SHORT PROBLEM: Write out every item below word for word, line by line, but leave the pictures out.

— BEGIN —

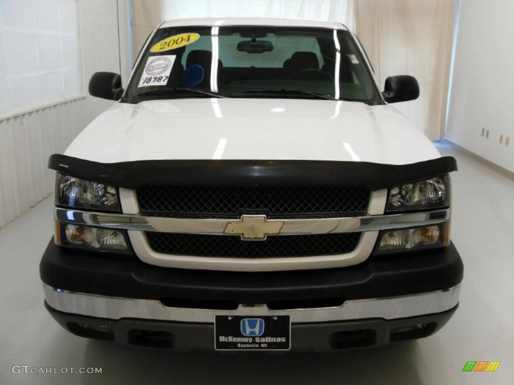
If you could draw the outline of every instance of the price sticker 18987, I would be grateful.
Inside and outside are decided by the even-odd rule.
[[[166,86],[176,57],[175,55],[163,55],[149,57],[138,87]]]

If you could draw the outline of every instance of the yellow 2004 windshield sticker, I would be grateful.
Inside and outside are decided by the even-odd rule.
[[[200,35],[198,33],[194,32],[180,33],[178,35],[171,36],[164,40],[161,40],[152,47],[150,51],[153,52],[163,52],[164,51],[179,48],[181,47],[187,46],[188,44],[194,43],[198,40],[199,37]]]

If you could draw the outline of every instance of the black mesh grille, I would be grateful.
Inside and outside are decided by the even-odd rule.
[[[137,189],[143,215],[237,218],[357,216],[366,213],[370,191],[341,186],[143,186]]]
[[[344,254],[355,249],[361,233],[268,236],[265,241],[243,241],[228,235],[146,235],[152,249],[165,254],[258,258]]]

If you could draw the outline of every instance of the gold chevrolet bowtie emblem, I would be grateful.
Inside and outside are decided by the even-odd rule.
[[[266,239],[270,234],[278,234],[282,229],[282,221],[268,221],[265,215],[243,215],[238,221],[227,223],[223,233],[236,234],[243,239]]]

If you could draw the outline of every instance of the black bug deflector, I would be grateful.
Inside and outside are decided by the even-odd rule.
[[[345,185],[378,190],[457,169],[452,157],[406,165],[304,160],[144,160],[102,163],[54,154],[48,168],[126,188],[145,185]]]

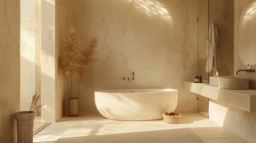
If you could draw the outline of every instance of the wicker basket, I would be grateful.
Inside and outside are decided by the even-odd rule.
[[[181,117],[181,114],[175,113],[178,115],[165,115],[163,114],[164,120],[167,123],[178,123],[180,122],[180,117]]]

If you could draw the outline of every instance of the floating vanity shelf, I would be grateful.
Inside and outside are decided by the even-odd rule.
[[[219,88],[208,84],[184,82],[185,89],[210,99],[249,111],[256,111],[256,90],[233,90]]]

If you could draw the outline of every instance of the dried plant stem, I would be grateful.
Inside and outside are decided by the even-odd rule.
[[[67,81],[67,89],[69,89],[69,98],[71,98],[71,94],[70,94],[70,91],[69,91],[69,79],[67,78],[67,79],[66,79],[66,80]]]
[[[79,86],[78,86],[78,98],[79,98],[79,92],[80,92],[80,82],[81,81],[81,79],[82,79],[82,74],[79,75]]]

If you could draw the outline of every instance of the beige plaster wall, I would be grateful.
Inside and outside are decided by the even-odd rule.
[[[69,26],[83,41],[99,39],[98,60],[82,79],[81,110],[96,111],[95,91],[172,88],[176,110],[196,111],[196,95],[183,86],[197,74],[197,1],[70,1]],[[134,80],[122,79],[132,72]]]
[[[235,1],[235,47],[234,47],[234,61],[235,61],[235,68],[234,68],[234,74],[236,74],[236,72],[238,70],[246,69],[246,64],[243,63],[239,56],[239,51],[238,47],[238,41],[236,40],[238,39],[238,24],[239,23],[240,17],[244,7],[246,6],[248,2],[250,2],[249,0],[241,0],[241,1]],[[255,45],[256,46],[256,45]],[[252,62],[254,63],[254,62]],[[254,65],[252,69],[256,69],[256,64]],[[238,77],[240,78],[248,78],[250,79],[249,86],[251,89],[256,89],[256,73],[246,73],[246,72],[239,72]]]
[[[0,0],[0,142],[17,142],[20,110],[20,1]]]
[[[240,58],[238,48],[238,27],[243,7],[249,0],[234,1],[234,73],[238,69],[246,69]],[[256,46],[256,45],[255,45]],[[255,65],[252,67],[256,69]],[[255,73],[239,73],[239,78],[249,78],[250,88],[256,89]],[[255,103],[252,103],[255,104]],[[248,141],[256,141],[256,113],[248,112],[224,104],[211,101],[209,107],[209,118],[224,128]]]
[[[20,3],[20,110],[29,110],[35,93],[35,2]]]
[[[54,122],[56,112],[55,2],[41,1],[41,109],[43,121]]]
[[[63,46],[62,39],[64,38],[64,35],[67,31],[69,19],[69,0],[56,1],[56,46],[55,53],[56,56],[58,56],[60,52],[61,47]],[[56,69],[58,67],[58,60],[56,58],[55,67]],[[58,71],[55,72],[55,119],[58,119],[64,115],[65,112],[65,100],[64,100],[64,81],[60,79]]]

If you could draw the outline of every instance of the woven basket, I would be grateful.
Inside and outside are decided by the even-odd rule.
[[[180,122],[180,117],[181,117],[181,114],[175,113],[178,115],[171,116],[171,115],[165,115],[163,114],[164,120],[167,123],[178,123]]]

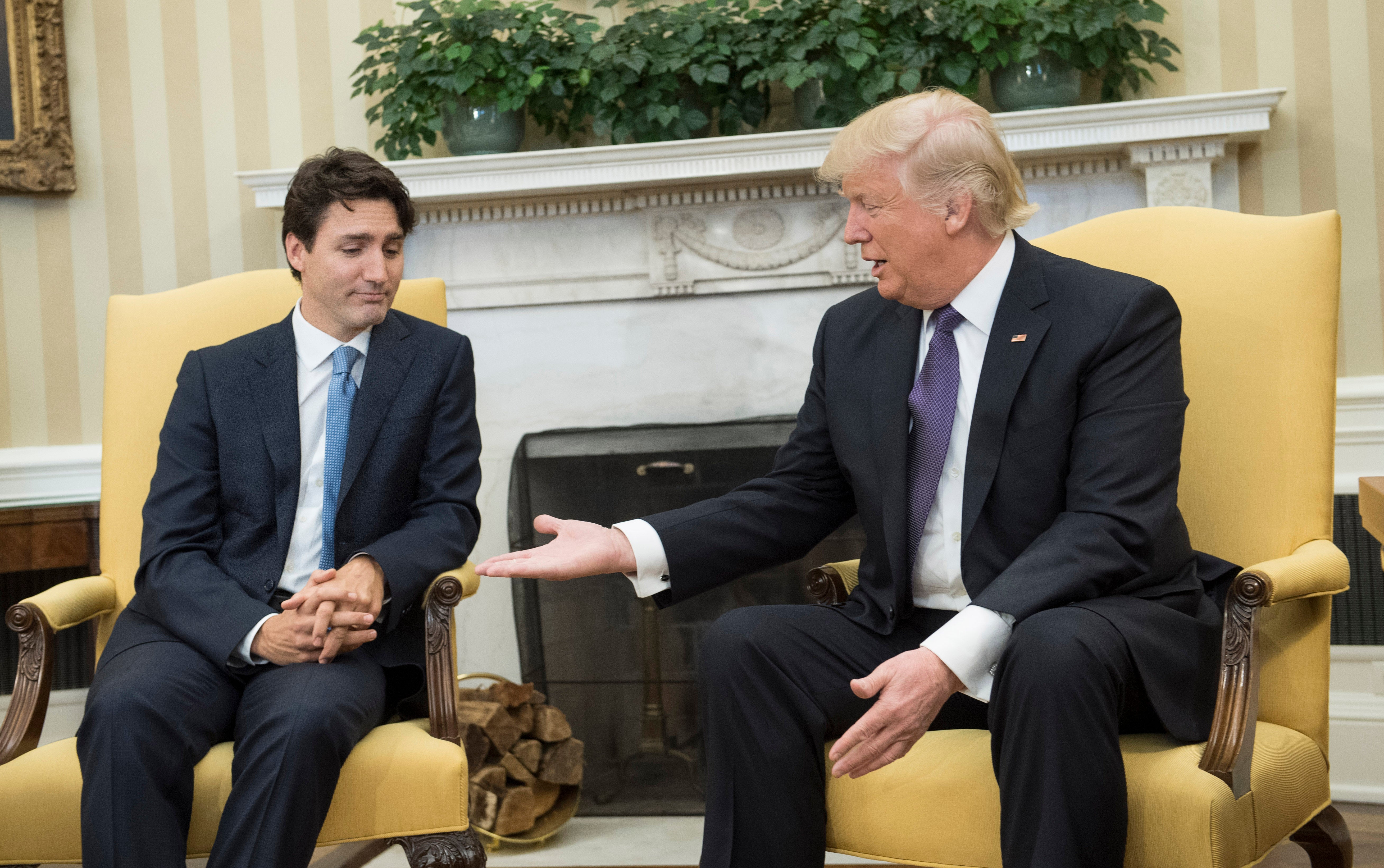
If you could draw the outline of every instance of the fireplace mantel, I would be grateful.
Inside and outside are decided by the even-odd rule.
[[[1129,100],[996,114],[1010,151],[1031,158],[1124,154],[1138,143],[1253,140],[1269,129],[1284,89]],[[386,163],[422,205],[648,191],[706,183],[804,177],[822,165],[837,129],[650,144],[520,151]],[[293,169],[237,172],[257,208],[282,208]]]

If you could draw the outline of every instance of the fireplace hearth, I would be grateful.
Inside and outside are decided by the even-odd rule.
[[[768,472],[792,429],[793,417],[764,417],[527,435],[511,473],[511,548],[551,539],[533,530],[537,515],[612,525],[724,494]],[[663,611],[620,575],[512,580],[523,680],[548,694],[585,742],[581,813],[703,813],[700,637],[739,606],[810,605],[807,570],[862,548],[851,519],[801,561]]]

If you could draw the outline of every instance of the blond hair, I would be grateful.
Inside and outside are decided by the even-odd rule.
[[[1038,210],[990,112],[955,90],[895,97],[851,120],[817,177],[840,184],[893,159],[900,159],[904,191],[930,212],[945,215],[949,199],[969,194],[990,235],[1023,226]]]

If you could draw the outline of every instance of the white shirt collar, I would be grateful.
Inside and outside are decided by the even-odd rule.
[[[999,249],[990,257],[985,267],[976,277],[970,278],[960,295],[952,299],[952,307],[966,321],[978,328],[987,338],[990,327],[995,323],[995,309],[999,307],[999,296],[1005,292],[1009,281],[1009,269],[1014,264],[1014,233],[1005,231],[1005,239],[999,242]],[[933,311],[923,311],[923,324],[931,318]]]
[[[302,299],[293,305],[293,346],[309,371],[327,361],[339,346],[354,346],[361,356],[370,354],[370,332],[371,329],[367,328],[343,345],[303,318]]]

— END —

COMPLETED TASK:
If you could draw the outline of every instance of the price sticker 18987, I would be grateful.
Inside and outside are decided by the even-odd rule.
[[[166,86],[176,57],[175,55],[163,55],[149,57],[138,87]]]

If you could draw the outline of every instance of the yellow 2004 windshield sticker, I would be grateful.
Inside and outside are decided by the even-odd rule.
[[[200,35],[198,33],[194,32],[180,33],[178,35],[171,36],[164,40],[161,40],[152,47],[150,51],[153,52],[163,52],[164,51],[179,48],[181,47],[187,46],[188,44],[194,43],[198,40],[199,37]]]

If you could draw the outline of every instance of the black mesh grille, I would be grateful.
Inside and outside are decided by the even-odd rule.
[[[137,189],[143,215],[237,218],[357,216],[366,213],[370,191],[341,186],[143,186]]]
[[[344,254],[355,249],[361,233],[268,236],[265,241],[243,241],[228,235],[146,235],[152,249],[165,254],[258,258]]]

If you could draw the outline of every instance of the gold chevrolet bowtie emblem, I would be grateful.
Inside and outside are decided by the even-odd rule.
[[[266,239],[270,234],[278,234],[282,229],[282,221],[268,221],[265,215],[243,215],[238,221],[227,223],[223,233],[236,234],[243,239]]]

If you could draw the outline of every instance of the black bug deflector, I would be grateful.
Inside and outside are decided by the even-odd rule.
[[[345,185],[378,190],[457,169],[452,157],[406,165],[304,160],[144,160],[102,163],[54,154],[48,168],[126,188],[145,185]]]

If you could draw the outline of every instance of the wicker basket, I would be grateful.
Inside and outside are decided by the even-odd rule.
[[[181,117],[181,114],[175,113],[178,115],[165,115],[163,114],[164,120],[167,123],[178,123],[180,122],[180,117]]]

If you could draw the outline of every instance of the floating vanity shelf, I would be grateful.
Inside and outside are decided by the even-odd rule.
[[[219,88],[208,84],[184,82],[185,89],[210,99],[249,111],[256,111],[256,90],[233,90]]]

If you could draw the outline of every instance of the dried plant stem, I would be grateful.
Inside and outside are decided by the even-odd rule.
[[[67,81],[67,89],[69,89],[69,98],[71,98],[71,94],[70,94],[70,91],[69,91],[69,79],[67,78],[67,79],[66,79],[66,80]]]
[[[79,86],[78,86],[78,98],[79,98],[79,92],[80,92],[80,82],[81,81],[81,79],[82,79],[82,74],[79,75]]]

If you could draw the outline of every instance of the beige plaster wall, I would be grateful.
Inside and outside are decided by the even-odd rule.
[[[69,26],[83,41],[99,39],[98,60],[82,79],[81,110],[96,111],[95,91],[172,88],[176,110],[196,111],[196,95],[183,86],[197,74],[197,1],[70,1]],[[134,80],[122,79],[132,72]]]
[[[235,1],[235,47],[234,47],[234,61],[235,61],[235,68],[234,68],[234,74],[236,74],[236,72],[238,70],[246,69],[246,64],[243,63],[239,56],[239,51],[238,47],[238,41],[236,40],[238,39],[238,24],[239,23],[240,17],[244,7],[246,6],[248,2],[250,2],[249,0],[241,0],[241,1]],[[255,45],[256,46],[256,45]],[[252,62],[254,63],[254,62]],[[254,65],[252,69],[256,69],[256,64]],[[238,77],[240,78],[248,78],[250,79],[249,86],[251,89],[256,89],[256,73],[246,73],[246,72],[239,72]]]
[[[0,0],[0,142],[17,142],[20,110],[20,1]]]
[[[240,58],[238,48],[238,27],[243,7],[249,0],[234,1],[234,73],[238,69],[246,69]],[[256,46],[256,45],[255,45]],[[255,65],[252,67],[256,69]],[[255,73],[239,73],[239,78],[249,78],[250,88],[256,89]],[[255,103],[252,103],[255,104]],[[248,141],[256,141],[256,113],[248,112],[224,104],[211,101],[209,107],[209,118],[224,128]]]
[[[20,3],[20,110],[29,110],[35,93],[35,2]]]
[[[54,122],[56,112],[55,2],[41,1],[41,109],[43,121]]]
[[[63,46],[62,39],[64,38],[64,35],[67,31],[69,19],[69,0],[56,1],[56,46],[55,53],[56,56],[58,56],[60,52],[61,47]],[[56,69],[58,67],[58,60],[56,58],[55,67]],[[58,71],[55,72],[55,119],[58,119],[64,115],[65,112],[65,100],[64,100],[64,81],[60,79]]]

If you could draw the outline of every instance of the woven basket, I would be grateful.
Inside and outside are decided by the even-odd rule.
[[[180,122],[180,117],[181,117],[181,114],[175,113],[178,115],[171,116],[171,115],[165,115],[163,114],[164,120],[167,123],[178,123]]]

If you could draw the outline of every instance of the fireplace mantel, I would be grateful.
Inside and outside are decided by the even-odd rule.
[[[1129,100],[996,114],[1010,151],[1031,158],[1124,154],[1138,143],[1253,140],[1269,129],[1284,89]],[[386,163],[422,205],[648,191],[706,183],[804,177],[822,165],[837,129],[650,144],[520,151]],[[293,169],[237,172],[257,208],[282,208]]]

If you could draw the outline of every instance of the fireplace hearth, I would be grateful.
Inside and outside are decided by the even-odd rule.
[[[768,472],[792,429],[793,417],[764,417],[527,435],[511,473],[511,548],[551,539],[533,530],[537,515],[612,525],[724,494]],[[663,611],[620,575],[512,580],[523,680],[548,694],[585,742],[581,813],[703,813],[700,637],[739,606],[810,605],[807,570],[862,548],[851,519],[801,561]]]

If you could draw the outline of every instance of the blond hair, I would be grateful.
Inside and outside are decided by the even-odd rule.
[[[1038,210],[990,112],[955,90],[895,97],[851,120],[817,177],[840,184],[893,159],[900,159],[904,191],[930,212],[945,215],[949,199],[969,194],[990,235],[1023,226]]]

If you could draw the outline of every instance of the white shirt collar, I would be grateful.
Inside and outside are decided by the even-odd rule.
[[[999,249],[990,257],[985,267],[976,277],[970,278],[960,295],[952,299],[952,307],[966,321],[978,328],[987,338],[990,327],[995,323],[995,309],[999,307],[999,296],[1005,292],[1009,281],[1009,269],[1014,264],[1014,233],[1005,231],[1005,239],[999,242]],[[933,311],[923,311],[923,324],[931,318]]]
[[[302,299],[293,305],[293,346],[309,371],[327,361],[339,346],[354,346],[361,356],[370,354],[370,332],[371,329],[367,328],[343,345],[303,318]]]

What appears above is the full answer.